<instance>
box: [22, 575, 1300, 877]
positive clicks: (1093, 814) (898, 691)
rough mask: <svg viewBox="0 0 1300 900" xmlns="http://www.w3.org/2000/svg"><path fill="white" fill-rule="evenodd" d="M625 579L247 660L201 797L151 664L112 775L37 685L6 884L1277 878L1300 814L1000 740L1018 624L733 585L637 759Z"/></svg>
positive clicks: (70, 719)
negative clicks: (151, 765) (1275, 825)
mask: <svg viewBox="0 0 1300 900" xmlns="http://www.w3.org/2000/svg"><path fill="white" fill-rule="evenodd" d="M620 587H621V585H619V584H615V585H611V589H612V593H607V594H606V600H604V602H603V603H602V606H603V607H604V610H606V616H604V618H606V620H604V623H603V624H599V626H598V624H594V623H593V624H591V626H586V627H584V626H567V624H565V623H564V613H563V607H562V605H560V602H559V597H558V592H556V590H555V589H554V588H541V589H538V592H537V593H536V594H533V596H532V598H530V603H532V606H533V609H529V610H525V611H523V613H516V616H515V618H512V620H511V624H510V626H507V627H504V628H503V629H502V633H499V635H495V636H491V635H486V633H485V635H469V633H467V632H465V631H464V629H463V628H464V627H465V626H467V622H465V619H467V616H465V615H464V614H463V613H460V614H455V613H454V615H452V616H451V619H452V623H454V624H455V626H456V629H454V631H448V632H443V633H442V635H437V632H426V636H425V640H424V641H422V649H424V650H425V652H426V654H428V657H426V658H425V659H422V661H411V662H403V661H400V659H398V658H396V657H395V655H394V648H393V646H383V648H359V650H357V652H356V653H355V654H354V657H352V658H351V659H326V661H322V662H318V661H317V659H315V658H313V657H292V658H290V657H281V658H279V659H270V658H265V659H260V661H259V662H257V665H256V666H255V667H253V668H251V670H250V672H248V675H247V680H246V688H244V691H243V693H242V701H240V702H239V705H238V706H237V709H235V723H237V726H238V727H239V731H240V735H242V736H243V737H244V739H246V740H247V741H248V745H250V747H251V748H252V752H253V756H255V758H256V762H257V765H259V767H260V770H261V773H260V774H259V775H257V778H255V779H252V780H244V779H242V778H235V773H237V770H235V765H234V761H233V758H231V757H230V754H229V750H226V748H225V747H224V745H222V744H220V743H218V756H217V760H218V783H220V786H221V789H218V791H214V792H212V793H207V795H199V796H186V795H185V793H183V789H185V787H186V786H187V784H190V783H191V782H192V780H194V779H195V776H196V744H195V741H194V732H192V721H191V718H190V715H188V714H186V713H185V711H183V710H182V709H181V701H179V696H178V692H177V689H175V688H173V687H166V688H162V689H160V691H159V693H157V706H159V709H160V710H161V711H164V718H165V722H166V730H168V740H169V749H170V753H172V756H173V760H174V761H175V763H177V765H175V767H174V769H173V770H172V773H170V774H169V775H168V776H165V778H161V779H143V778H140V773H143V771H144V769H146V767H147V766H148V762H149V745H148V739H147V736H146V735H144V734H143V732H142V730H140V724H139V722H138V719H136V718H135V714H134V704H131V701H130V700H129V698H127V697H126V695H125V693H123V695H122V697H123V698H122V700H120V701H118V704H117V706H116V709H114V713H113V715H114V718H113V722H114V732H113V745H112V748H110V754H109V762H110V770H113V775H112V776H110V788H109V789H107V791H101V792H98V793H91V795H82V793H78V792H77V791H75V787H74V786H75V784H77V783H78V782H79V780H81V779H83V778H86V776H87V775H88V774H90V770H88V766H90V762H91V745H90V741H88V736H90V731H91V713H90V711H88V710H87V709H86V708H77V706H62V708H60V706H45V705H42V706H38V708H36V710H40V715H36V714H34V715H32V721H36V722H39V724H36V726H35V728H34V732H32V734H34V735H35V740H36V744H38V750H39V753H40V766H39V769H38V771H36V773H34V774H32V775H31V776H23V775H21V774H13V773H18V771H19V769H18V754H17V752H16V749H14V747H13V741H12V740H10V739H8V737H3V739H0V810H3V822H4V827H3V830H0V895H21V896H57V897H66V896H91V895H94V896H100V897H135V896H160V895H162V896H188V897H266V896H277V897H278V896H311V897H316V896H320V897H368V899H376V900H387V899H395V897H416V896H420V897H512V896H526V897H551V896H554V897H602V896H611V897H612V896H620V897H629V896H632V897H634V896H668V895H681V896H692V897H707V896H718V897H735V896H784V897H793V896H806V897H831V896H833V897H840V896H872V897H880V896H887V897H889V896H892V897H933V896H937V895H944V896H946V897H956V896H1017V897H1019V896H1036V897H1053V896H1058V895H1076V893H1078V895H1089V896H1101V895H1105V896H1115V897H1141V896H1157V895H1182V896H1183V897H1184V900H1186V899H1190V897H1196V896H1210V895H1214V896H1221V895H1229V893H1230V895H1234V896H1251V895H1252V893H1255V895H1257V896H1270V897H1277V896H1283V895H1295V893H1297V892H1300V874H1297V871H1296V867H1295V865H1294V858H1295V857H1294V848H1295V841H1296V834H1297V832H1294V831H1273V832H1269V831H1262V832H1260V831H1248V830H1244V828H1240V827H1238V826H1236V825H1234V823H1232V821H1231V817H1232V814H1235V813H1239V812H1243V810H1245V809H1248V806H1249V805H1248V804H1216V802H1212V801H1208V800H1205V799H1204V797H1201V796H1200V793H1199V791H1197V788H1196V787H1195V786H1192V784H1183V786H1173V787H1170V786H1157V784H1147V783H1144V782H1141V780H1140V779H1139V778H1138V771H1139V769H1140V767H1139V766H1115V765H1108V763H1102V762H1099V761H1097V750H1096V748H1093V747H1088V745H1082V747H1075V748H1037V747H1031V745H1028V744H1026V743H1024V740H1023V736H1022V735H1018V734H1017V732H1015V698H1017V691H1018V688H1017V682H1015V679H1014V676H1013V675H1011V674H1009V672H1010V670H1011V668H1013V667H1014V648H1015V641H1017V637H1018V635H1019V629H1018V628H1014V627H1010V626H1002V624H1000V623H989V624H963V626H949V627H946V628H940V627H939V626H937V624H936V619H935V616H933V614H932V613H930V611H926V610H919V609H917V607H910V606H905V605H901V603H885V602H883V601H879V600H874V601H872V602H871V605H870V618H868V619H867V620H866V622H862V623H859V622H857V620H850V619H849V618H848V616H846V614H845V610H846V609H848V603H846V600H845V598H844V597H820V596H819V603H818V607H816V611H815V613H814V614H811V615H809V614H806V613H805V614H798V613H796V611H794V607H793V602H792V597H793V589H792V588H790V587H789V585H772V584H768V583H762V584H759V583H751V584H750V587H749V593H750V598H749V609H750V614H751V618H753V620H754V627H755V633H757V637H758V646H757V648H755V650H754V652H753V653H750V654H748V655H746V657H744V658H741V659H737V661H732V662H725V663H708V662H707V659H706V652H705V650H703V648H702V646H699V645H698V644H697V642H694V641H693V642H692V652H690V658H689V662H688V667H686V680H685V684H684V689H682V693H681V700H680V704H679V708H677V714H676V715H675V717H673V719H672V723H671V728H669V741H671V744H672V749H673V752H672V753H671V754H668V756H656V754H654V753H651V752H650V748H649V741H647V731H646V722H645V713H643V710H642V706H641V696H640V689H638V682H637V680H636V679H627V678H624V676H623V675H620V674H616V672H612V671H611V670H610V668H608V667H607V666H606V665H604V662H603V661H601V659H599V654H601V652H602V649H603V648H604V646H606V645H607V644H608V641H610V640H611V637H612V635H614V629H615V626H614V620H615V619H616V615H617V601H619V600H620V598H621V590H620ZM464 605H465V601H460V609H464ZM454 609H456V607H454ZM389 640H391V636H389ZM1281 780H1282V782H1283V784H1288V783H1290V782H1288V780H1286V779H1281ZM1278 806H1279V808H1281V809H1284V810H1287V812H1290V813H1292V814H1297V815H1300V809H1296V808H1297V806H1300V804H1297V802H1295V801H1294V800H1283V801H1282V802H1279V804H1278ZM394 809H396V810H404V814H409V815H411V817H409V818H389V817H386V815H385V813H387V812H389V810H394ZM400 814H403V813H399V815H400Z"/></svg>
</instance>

########################################

◆ **Required action**: Look through the records above and please copy every line in which the string "clicks" occurs.

◆ **Solved problem**:
positive clicks: (1093, 814) (898, 691)
positive clicks: (70, 719)
negative clicks: (151, 765) (1275, 825)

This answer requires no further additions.